Given problem:
Give a verbatim repeat of the lines that run from the line containing "dark tree line" to the end of the data below.

== Task input

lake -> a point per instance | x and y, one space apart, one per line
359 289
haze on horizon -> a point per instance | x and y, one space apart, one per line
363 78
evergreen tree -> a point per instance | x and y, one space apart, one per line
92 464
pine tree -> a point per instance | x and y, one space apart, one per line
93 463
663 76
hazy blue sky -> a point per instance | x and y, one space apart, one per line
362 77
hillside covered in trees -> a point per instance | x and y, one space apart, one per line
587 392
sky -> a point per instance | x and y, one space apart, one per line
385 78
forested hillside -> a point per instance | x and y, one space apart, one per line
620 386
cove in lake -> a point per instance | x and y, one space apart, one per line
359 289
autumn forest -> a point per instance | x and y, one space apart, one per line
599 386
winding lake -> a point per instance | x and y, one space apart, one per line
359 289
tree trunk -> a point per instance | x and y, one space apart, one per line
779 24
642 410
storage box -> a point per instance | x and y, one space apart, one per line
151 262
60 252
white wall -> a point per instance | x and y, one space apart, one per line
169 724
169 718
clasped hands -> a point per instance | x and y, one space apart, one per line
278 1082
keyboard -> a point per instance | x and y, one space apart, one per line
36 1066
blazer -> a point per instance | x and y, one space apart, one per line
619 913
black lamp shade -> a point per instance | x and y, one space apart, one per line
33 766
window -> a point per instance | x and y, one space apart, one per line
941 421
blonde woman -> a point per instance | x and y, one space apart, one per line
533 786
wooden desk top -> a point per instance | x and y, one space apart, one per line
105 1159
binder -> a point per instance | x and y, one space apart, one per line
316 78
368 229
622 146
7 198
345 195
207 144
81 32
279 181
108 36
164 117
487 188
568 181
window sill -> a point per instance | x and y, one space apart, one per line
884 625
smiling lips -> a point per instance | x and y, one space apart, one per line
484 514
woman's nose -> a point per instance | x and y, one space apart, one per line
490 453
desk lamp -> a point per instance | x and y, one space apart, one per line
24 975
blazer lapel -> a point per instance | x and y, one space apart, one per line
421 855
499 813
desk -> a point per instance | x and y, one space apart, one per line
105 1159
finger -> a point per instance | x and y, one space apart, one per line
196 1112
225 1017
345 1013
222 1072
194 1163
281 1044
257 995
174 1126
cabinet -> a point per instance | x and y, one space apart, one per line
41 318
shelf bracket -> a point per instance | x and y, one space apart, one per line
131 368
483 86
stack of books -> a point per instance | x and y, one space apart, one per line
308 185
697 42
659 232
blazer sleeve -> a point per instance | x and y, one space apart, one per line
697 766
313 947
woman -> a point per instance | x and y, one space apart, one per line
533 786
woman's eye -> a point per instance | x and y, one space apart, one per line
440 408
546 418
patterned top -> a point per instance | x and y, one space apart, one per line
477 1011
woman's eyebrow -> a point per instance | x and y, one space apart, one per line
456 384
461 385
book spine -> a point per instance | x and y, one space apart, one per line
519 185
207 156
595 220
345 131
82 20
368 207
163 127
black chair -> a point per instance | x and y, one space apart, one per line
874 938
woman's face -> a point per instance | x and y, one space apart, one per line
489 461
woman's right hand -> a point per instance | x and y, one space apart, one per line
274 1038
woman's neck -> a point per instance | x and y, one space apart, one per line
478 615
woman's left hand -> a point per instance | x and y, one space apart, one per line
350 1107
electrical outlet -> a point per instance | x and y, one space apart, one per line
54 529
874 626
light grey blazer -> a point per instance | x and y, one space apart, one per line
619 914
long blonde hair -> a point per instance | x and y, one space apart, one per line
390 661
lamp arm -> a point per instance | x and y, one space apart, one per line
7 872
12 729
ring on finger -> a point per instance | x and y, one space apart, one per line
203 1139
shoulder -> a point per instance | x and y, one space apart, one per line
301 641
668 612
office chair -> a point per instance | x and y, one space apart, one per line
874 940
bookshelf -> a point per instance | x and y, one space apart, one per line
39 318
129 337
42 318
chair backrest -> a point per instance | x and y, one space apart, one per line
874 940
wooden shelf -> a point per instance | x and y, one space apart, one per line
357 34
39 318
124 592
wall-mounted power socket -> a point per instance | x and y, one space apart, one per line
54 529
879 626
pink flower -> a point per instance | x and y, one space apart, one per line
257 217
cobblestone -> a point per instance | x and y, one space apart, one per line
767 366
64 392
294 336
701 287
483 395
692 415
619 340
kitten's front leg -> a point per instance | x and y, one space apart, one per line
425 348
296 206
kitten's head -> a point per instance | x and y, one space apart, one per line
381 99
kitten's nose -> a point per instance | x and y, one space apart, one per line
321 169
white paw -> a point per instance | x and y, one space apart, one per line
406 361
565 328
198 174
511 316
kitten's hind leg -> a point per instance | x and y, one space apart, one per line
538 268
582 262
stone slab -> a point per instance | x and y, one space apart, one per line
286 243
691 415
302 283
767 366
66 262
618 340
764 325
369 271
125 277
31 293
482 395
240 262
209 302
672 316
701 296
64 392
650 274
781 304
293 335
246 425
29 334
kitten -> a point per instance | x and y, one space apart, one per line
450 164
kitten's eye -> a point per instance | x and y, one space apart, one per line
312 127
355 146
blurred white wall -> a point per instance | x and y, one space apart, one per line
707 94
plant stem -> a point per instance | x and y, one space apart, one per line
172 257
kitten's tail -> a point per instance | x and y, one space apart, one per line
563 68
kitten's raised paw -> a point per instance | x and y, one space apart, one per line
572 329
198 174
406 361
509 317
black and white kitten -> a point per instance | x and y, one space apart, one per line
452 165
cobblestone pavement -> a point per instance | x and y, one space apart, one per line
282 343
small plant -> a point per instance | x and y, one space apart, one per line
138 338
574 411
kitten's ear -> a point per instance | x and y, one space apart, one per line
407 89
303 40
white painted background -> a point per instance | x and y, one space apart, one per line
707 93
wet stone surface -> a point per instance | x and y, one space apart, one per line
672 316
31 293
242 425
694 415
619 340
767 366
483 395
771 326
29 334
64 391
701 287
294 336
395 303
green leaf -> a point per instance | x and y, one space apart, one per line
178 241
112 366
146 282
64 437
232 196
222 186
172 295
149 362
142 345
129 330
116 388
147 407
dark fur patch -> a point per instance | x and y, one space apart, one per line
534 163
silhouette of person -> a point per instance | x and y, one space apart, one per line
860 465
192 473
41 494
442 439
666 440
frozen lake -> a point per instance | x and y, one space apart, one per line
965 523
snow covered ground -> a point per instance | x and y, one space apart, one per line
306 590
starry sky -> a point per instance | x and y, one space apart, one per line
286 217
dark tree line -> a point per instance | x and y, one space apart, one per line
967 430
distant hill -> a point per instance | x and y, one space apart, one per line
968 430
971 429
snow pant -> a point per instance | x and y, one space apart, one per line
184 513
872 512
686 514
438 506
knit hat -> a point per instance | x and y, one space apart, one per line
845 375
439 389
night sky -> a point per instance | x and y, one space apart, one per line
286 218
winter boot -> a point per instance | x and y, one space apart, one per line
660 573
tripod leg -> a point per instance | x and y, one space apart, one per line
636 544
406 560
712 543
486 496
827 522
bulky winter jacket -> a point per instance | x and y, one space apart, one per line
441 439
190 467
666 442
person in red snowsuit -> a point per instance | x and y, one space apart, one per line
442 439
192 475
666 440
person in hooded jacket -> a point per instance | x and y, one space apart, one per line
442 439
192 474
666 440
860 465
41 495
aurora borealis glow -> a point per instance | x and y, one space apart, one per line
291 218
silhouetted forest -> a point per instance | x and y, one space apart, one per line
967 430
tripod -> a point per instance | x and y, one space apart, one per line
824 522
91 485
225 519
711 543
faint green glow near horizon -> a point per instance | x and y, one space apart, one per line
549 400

====

Written solution:
dark tree line -> a point per instance | x and y, one space apart, one per line
967 430
distant hill -> a point per instance | x and y, one space apart, one per line
968 430
971 429
snow pant -> a point per instance | x and y, one space apart, one per line
184 513
872 512
686 514
438 506
knit hat -> a point per instance | x and y, one space apart, one per line
845 375
439 389
night sky -> a point per instance | x and y, one space apart, one per line
286 218
winter boot -> a point per instance | x and y, one space apart, one per line
660 573
tripod leg -> a point per instance | x and y, one space apart, one per line
636 544
406 560
712 543
486 496
827 522
bulky winter jacket -> a point per instance | x and y, one space apart, one per line
441 439
190 467
666 442
person in red snowsuit -> a point per instance | x and y, one space apart, one per line
442 439
192 475
666 440
person in hooded jacket -> a point per instance | x and y, one space apart, one per line
442 439
192 474
666 440
860 465
41 495
aurora borealis glow -> a point per instance | x and y, one space apart, one per line
291 218
silhouetted forest -> a point per instance | x and y, one space apart, one per line
967 430
tripod -> a point per instance | x and y, one space apart, one per line
824 522
91 485
225 519
711 543
faint green glow near horizon -> a point per instance | x and y, one space apart, one per line
549 400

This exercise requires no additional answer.